• The task
Convert the lines below into a Markdown table with the columns "Row" and "Line", numbering each row and skipping blank lines. Leave the pictures out of the answer.

BEGIN

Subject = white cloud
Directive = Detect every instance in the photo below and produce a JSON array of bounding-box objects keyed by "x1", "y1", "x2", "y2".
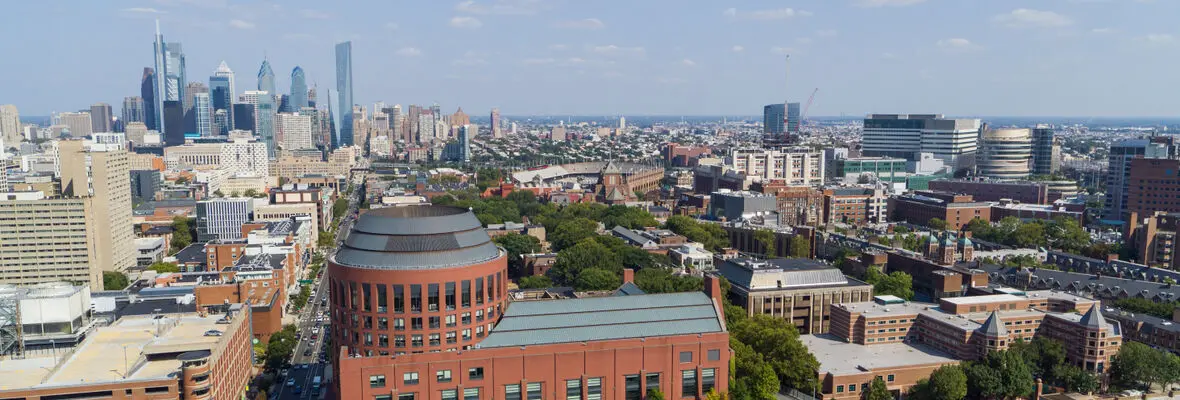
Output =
[
  {"x1": 451, "y1": 17, "x2": 484, "y2": 29},
  {"x1": 229, "y1": 19, "x2": 254, "y2": 29},
  {"x1": 592, "y1": 45, "x2": 643, "y2": 55},
  {"x1": 553, "y1": 18, "x2": 607, "y2": 29},
  {"x1": 300, "y1": 9, "x2": 332, "y2": 19},
  {"x1": 454, "y1": 0, "x2": 544, "y2": 15},
  {"x1": 991, "y1": 8, "x2": 1074, "y2": 28},
  {"x1": 394, "y1": 47, "x2": 422, "y2": 57},
  {"x1": 858, "y1": 0, "x2": 926, "y2": 7},
  {"x1": 721, "y1": 8, "x2": 812, "y2": 21}
]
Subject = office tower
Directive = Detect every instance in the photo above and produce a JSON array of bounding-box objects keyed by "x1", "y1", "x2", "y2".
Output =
[
  {"x1": 1102, "y1": 138, "x2": 1175, "y2": 221},
  {"x1": 0, "y1": 104, "x2": 19, "y2": 146},
  {"x1": 787, "y1": 103, "x2": 799, "y2": 135},
  {"x1": 1033, "y1": 125, "x2": 1061, "y2": 175},
  {"x1": 332, "y1": 41, "x2": 353, "y2": 150},
  {"x1": 234, "y1": 103, "x2": 254, "y2": 132},
  {"x1": 861, "y1": 114, "x2": 982, "y2": 170},
  {"x1": 191, "y1": 92, "x2": 214, "y2": 138},
  {"x1": 289, "y1": 66, "x2": 307, "y2": 112},
  {"x1": 762, "y1": 103, "x2": 786, "y2": 137},
  {"x1": 459, "y1": 124, "x2": 474, "y2": 163},
  {"x1": 258, "y1": 59, "x2": 278, "y2": 96},
  {"x1": 123, "y1": 123, "x2": 148, "y2": 146},
  {"x1": 58, "y1": 140, "x2": 136, "y2": 278},
  {"x1": 90, "y1": 103, "x2": 114, "y2": 132},
  {"x1": 254, "y1": 92, "x2": 276, "y2": 158},
  {"x1": 123, "y1": 96, "x2": 148, "y2": 126},
  {"x1": 139, "y1": 67, "x2": 159, "y2": 130},
  {"x1": 58, "y1": 112, "x2": 93, "y2": 138},
  {"x1": 275, "y1": 112, "x2": 315, "y2": 151},
  {"x1": 977, "y1": 127, "x2": 1033, "y2": 181},
  {"x1": 162, "y1": 100, "x2": 184, "y2": 146},
  {"x1": 491, "y1": 109, "x2": 504, "y2": 138},
  {"x1": 214, "y1": 110, "x2": 230, "y2": 136},
  {"x1": 209, "y1": 61, "x2": 236, "y2": 128}
]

END

• Exercise answer
| Row | Line |
|---|---|
| 1 | Subject = white cloud |
| 2 | Directive = Detect every instance in the photo below and produce a JSON array of bounding-box objects keyed by "x1", "y1", "x2", "y2". |
| 3 | Output = |
| 4 | [ |
| 5 |   {"x1": 451, "y1": 17, "x2": 484, "y2": 29}, |
| 6 |   {"x1": 229, "y1": 19, "x2": 254, "y2": 29}, |
| 7 |   {"x1": 592, "y1": 45, "x2": 643, "y2": 55}, |
| 8 |   {"x1": 553, "y1": 18, "x2": 607, "y2": 29}, |
| 9 |   {"x1": 300, "y1": 9, "x2": 332, "y2": 19}, |
| 10 |   {"x1": 454, "y1": 0, "x2": 544, "y2": 15}, |
| 11 |   {"x1": 991, "y1": 8, "x2": 1074, "y2": 28}, |
| 12 |   {"x1": 394, "y1": 47, "x2": 422, "y2": 57}, |
| 13 |   {"x1": 858, "y1": 0, "x2": 926, "y2": 7}, |
| 14 |   {"x1": 721, "y1": 8, "x2": 812, "y2": 21} |
| 15 | ] |
| 16 | Subject = office tower |
| 17 | Directive = Detect every instance in the photo above and produce a JSON array of bounding-box objects keyed by "x1", "y1", "x2", "y2". |
| 18 | Output = |
| 19 | [ |
| 20 |   {"x1": 1102, "y1": 138, "x2": 1175, "y2": 221}, |
| 21 |   {"x1": 0, "y1": 104, "x2": 19, "y2": 146}, |
| 22 |   {"x1": 787, "y1": 103, "x2": 799, "y2": 135}, |
| 23 |   {"x1": 1033, "y1": 125, "x2": 1061, "y2": 175}, |
| 24 |   {"x1": 332, "y1": 41, "x2": 353, "y2": 150}, |
| 25 |   {"x1": 234, "y1": 103, "x2": 254, "y2": 132}, |
| 26 |   {"x1": 861, "y1": 114, "x2": 982, "y2": 170}, |
| 27 |   {"x1": 191, "y1": 92, "x2": 214, "y2": 138}, |
| 28 |   {"x1": 289, "y1": 66, "x2": 307, "y2": 112}, |
| 29 |   {"x1": 762, "y1": 103, "x2": 786, "y2": 137}, |
| 30 |   {"x1": 459, "y1": 124, "x2": 474, "y2": 163}, |
| 31 |   {"x1": 258, "y1": 59, "x2": 278, "y2": 96}, |
| 32 |   {"x1": 123, "y1": 123, "x2": 148, "y2": 146}, |
| 33 |   {"x1": 58, "y1": 140, "x2": 136, "y2": 278}, |
| 34 |   {"x1": 90, "y1": 103, "x2": 114, "y2": 132}, |
| 35 |   {"x1": 254, "y1": 92, "x2": 276, "y2": 158}, |
| 36 |   {"x1": 123, "y1": 96, "x2": 148, "y2": 126}, |
| 37 |   {"x1": 139, "y1": 67, "x2": 159, "y2": 130}, |
| 38 |   {"x1": 58, "y1": 112, "x2": 93, "y2": 138}, |
| 39 |   {"x1": 275, "y1": 112, "x2": 315, "y2": 151}, |
| 40 |   {"x1": 977, "y1": 127, "x2": 1033, "y2": 181}, |
| 41 |   {"x1": 162, "y1": 100, "x2": 184, "y2": 146}, |
| 42 |   {"x1": 491, "y1": 109, "x2": 504, "y2": 138}, |
| 43 |   {"x1": 214, "y1": 110, "x2": 230, "y2": 136}, |
| 44 |   {"x1": 209, "y1": 61, "x2": 236, "y2": 128} |
| 45 | ] |